• _Exercise_
Reproduce verbatim the passage of the mullet-snatching thread starting with "# How do you" and going on through "(Oct 1, 2007)".

• _Source document_
"""

# How do you "snatch" mullet?



## jspooney (Oct 2, 2007)

Sounds pretty simple, but thought I'd ask if there's anything specific to be successful at it. Do I basically tie a treble hook on a line and throw it out over some mullet?


----------



## 192 (Oct 1, 2007)

Weighted treble.


----------



## First Cast (Oct 8, 2007)

Or a treble with a dropper weight tied about 8" back.


----------



## jaster (Oct 7, 2007)

Bigger treble hook than you use for king, and small dogfood!!!


----------



## Jgatorman (Jun 8, 2013)

Weighted treble, or use split shot or a bullet weight in front . We used to slaughter the mullet that would come into the spillway of the Bayou Marcus water treatment plant off Blue Angel and Patrica dr. We started catchin' 'em on zebco 202's and 404's what a blast at twelve years of age! Caught my first alligator down there too almost 6 foot. Hooked a monster tarpon on a 404 broke the 10lb test almost immediately but it's jump is still a flashbulb memory. I was 14 I believe at the time. Spent a large portion of my childhood at that fishin hole biggest shell crackers I have ever seen to date. Anyone else ever fish it? Had some good bass in there as well!


----------



## Jgatorman (Jun 8, 2013)

"""

• _Dataset excerpts_
"""

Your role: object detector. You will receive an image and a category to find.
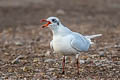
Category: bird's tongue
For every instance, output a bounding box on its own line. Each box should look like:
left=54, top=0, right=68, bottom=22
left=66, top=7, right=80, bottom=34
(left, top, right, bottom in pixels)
left=40, top=19, right=51, bottom=28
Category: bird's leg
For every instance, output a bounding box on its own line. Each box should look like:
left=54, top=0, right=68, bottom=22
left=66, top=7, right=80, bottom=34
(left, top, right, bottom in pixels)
left=62, top=56, right=65, bottom=74
left=76, top=54, right=79, bottom=74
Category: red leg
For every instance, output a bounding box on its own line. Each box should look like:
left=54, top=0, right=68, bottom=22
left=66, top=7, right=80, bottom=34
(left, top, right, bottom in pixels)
left=62, top=56, right=65, bottom=74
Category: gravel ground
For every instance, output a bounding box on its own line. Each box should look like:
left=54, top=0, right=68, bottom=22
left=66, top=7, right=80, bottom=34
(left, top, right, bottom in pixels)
left=0, top=0, right=120, bottom=80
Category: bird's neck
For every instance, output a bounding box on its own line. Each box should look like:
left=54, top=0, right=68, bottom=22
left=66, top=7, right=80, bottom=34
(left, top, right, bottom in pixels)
left=52, top=24, right=72, bottom=36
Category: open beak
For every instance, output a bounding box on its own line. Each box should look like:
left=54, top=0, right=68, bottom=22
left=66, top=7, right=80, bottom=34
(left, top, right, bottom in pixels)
left=40, top=19, right=51, bottom=28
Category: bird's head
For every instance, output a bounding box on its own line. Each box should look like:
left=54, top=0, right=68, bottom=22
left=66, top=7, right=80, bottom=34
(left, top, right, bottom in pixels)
left=40, top=17, right=61, bottom=29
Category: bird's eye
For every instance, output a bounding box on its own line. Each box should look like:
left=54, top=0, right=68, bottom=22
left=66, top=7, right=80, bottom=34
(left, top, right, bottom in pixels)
left=52, top=19, right=57, bottom=23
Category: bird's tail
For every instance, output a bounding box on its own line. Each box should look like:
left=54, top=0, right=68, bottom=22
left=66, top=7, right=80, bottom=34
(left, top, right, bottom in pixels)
left=85, top=34, right=102, bottom=44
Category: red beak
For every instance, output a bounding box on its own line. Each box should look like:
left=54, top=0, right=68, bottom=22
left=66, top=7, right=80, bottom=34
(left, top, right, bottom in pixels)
left=40, top=19, right=51, bottom=28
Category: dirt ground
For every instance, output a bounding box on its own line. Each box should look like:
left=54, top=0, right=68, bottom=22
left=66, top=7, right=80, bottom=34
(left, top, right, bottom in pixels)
left=0, top=0, right=120, bottom=80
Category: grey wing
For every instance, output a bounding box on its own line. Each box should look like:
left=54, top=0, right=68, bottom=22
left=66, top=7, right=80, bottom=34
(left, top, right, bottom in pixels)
left=50, top=40, right=53, bottom=49
left=71, top=34, right=90, bottom=52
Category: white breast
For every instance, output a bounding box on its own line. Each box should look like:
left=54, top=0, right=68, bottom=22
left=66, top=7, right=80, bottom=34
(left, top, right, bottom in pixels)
left=53, top=35, right=77, bottom=55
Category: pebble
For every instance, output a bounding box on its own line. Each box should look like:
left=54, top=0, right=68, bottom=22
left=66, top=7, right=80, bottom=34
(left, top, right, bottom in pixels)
left=45, top=51, right=51, bottom=56
left=47, top=68, right=55, bottom=71
left=15, top=41, right=23, bottom=46
left=56, top=9, right=65, bottom=15
left=99, top=51, right=105, bottom=57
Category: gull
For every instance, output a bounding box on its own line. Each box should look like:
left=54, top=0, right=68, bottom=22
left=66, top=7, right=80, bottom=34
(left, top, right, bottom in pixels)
left=40, top=17, right=102, bottom=74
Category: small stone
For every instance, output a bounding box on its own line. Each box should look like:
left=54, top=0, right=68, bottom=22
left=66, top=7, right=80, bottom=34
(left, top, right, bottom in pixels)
left=4, top=52, right=9, bottom=56
left=22, top=66, right=32, bottom=72
left=56, top=9, right=65, bottom=15
left=33, top=58, right=39, bottom=62
left=79, top=60, right=85, bottom=64
left=15, top=41, right=23, bottom=46
left=99, top=51, right=105, bottom=57
left=48, top=68, right=55, bottom=71
left=45, top=51, right=51, bottom=56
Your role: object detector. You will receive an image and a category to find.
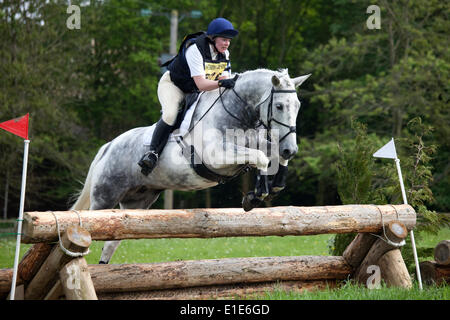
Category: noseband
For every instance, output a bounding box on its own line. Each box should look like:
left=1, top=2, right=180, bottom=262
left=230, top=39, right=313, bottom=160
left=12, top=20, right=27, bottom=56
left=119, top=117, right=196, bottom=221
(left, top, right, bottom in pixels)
left=229, top=87, right=297, bottom=142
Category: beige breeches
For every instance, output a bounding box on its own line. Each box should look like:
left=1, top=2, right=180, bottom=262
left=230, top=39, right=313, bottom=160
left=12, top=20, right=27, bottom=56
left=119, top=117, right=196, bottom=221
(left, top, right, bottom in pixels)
left=158, top=71, right=185, bottom=125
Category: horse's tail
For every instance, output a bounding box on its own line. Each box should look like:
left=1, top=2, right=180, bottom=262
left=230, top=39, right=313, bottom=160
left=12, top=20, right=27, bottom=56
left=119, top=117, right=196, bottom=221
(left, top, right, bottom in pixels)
left=70, top=143, right=109, bottom=210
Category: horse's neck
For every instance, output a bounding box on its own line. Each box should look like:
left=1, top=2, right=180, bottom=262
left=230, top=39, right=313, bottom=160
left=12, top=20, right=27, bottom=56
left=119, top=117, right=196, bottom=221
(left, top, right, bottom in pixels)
left=235, top=72, right=271, bottom=106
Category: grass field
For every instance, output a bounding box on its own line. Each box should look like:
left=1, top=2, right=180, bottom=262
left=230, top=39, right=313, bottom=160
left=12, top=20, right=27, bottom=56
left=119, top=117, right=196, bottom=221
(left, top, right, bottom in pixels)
left=0, top=225, right=450, bottom=300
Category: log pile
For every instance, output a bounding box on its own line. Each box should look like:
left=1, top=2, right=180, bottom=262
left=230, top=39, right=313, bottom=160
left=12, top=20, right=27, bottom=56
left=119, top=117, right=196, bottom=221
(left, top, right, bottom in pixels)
left=0, top=205, right=418, bottom=300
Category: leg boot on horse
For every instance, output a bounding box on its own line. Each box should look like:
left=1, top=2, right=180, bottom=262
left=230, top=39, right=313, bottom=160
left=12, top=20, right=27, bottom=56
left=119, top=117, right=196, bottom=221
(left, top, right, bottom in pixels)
left=242, top=172, right=269, bottom=211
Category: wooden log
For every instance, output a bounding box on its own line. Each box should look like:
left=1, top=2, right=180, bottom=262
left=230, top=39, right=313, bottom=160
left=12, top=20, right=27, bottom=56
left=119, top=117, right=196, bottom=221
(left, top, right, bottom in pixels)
left=22, top=205, right=416, bottom=243
left=0, top=268, right=23, bottom=300
left=419, top=261, right=450, bottom=285
left=354, top=221, right=408, bottom=285
left=44, top=279, right=65, bottom=300
left=342, top=233, right=377, bottom=269
left=89, top=256, right=352, bottom=294
left=59, top=257, right=97, bottom=300
left=434, top=240, right=450, bottom=266
left=98, top=280, right=339, bottom=300
left=17, top=243, right=53, bottom=282
left=378, top=249, right=412, bottom=289
left=7, top=284, right=25, bottom=301
left=25, top=225, right=91, bottom=300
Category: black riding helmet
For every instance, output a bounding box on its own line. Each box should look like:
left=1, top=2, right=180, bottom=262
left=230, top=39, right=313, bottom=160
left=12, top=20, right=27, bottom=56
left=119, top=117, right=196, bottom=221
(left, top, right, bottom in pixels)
left=206, top=18, right=239, bottom=39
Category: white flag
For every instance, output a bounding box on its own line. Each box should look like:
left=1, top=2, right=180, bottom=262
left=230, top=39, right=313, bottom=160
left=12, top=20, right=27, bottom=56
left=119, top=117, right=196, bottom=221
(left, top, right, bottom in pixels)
left=373, top=138, right=397, bottom=159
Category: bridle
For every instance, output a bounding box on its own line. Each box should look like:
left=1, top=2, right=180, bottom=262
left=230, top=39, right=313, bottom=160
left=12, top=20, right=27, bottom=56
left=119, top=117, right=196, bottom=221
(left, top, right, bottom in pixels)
left=227, top=86, right=297, bottom=142
left=186, top=75, right=297, bottom=142
left=176, top=75, right=297, bottom=183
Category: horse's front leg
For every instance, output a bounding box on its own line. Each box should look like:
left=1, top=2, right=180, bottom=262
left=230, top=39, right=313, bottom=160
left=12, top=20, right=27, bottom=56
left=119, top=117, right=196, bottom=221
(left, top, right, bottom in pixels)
left=270, top=159, right=289, bottom=196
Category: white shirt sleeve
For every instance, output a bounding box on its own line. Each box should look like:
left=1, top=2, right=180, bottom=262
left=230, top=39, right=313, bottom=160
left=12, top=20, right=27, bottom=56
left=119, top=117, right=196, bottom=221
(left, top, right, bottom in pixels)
left=222, top=50, right=231, bottom=78
left=186, top=44, right=205, bottom=77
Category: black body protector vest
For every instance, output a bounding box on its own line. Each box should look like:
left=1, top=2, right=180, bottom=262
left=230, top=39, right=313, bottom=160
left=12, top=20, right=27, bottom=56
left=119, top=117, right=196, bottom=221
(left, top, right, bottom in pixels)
left=163, top=32, right=230, bottom=93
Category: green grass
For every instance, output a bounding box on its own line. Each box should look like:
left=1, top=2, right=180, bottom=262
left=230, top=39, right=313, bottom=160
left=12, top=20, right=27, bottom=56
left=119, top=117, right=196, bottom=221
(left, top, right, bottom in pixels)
left=252, top=281, right=450, bottom=300
left=0, top=229, right=450, bottom=300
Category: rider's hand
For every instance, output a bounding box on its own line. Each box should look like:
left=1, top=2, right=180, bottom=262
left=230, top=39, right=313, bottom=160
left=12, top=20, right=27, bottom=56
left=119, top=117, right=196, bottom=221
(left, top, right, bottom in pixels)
left=219, top=75, right=239, bottom=89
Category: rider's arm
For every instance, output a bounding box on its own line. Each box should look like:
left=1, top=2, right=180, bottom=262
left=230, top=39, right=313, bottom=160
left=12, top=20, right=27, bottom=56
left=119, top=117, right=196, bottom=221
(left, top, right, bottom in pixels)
left=186, top=45, right=219, bottom=91
left=192, top=76, right=219, bottom=91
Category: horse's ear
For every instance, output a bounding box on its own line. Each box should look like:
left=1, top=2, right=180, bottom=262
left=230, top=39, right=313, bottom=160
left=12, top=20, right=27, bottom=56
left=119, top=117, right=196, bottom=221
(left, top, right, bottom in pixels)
left=272, top=75, right=281, bottom=87
left=292, top=73, right=311, bottom=88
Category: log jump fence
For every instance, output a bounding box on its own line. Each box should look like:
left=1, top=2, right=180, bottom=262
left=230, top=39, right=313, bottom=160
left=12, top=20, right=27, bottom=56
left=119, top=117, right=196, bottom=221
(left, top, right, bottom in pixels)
left=0, top=205, right=416, bottom=300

"""

• _Complete answer_
# How do you "snatch" mullet?



## jspooney (Oct 2, 2007)

Sounds pretty simple, but thought I'd ask if there's anything specific to be successful at it. Do I basically tie a treble hook on a line and throw it out over some mullet?


----------



## 192 (Oct 1, 2007)